* Start Supplied material *

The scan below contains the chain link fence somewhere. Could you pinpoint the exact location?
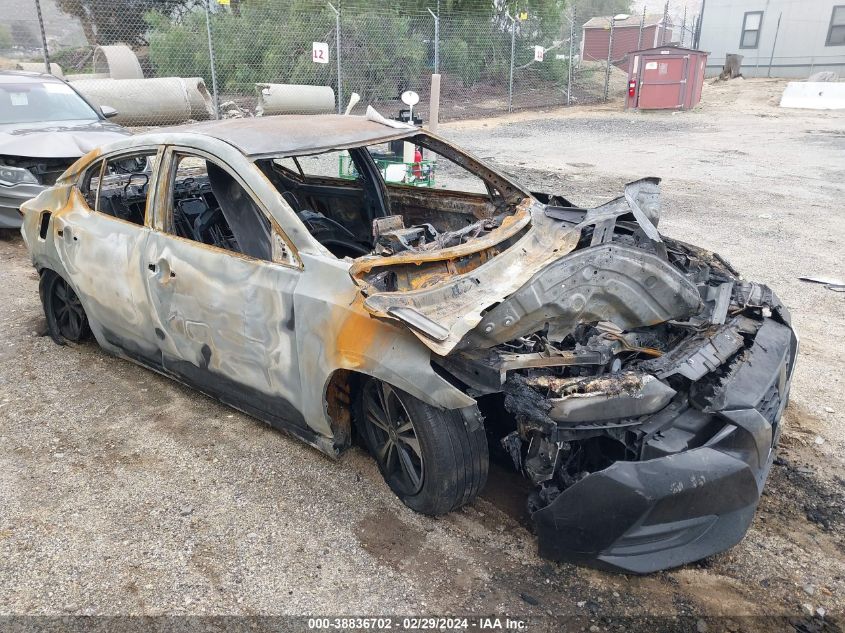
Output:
[0,0,602,125]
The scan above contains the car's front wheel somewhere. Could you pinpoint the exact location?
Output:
[358,378,488,515]
[39,270,90,345]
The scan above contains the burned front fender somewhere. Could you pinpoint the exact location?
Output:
[532,319,798,573]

* End Supplied material *

→ What is required: Reproduce every line of the data above word for word, omitting the picture from your reply.

→ Output:
The scan below contains the chain link fence somewhere. Could you pinpoint the exact location?
Output:
[0,0,602,125]
The scan above contains the car's front wheel somewhere. Could you pinpoint the exact location?
Output:
[358,378,488,515]
[39,270,90,345]
The scan above contains the burned front fender somewhere. Could you pinpoint the exact location?
Output:
[532,319,798,573]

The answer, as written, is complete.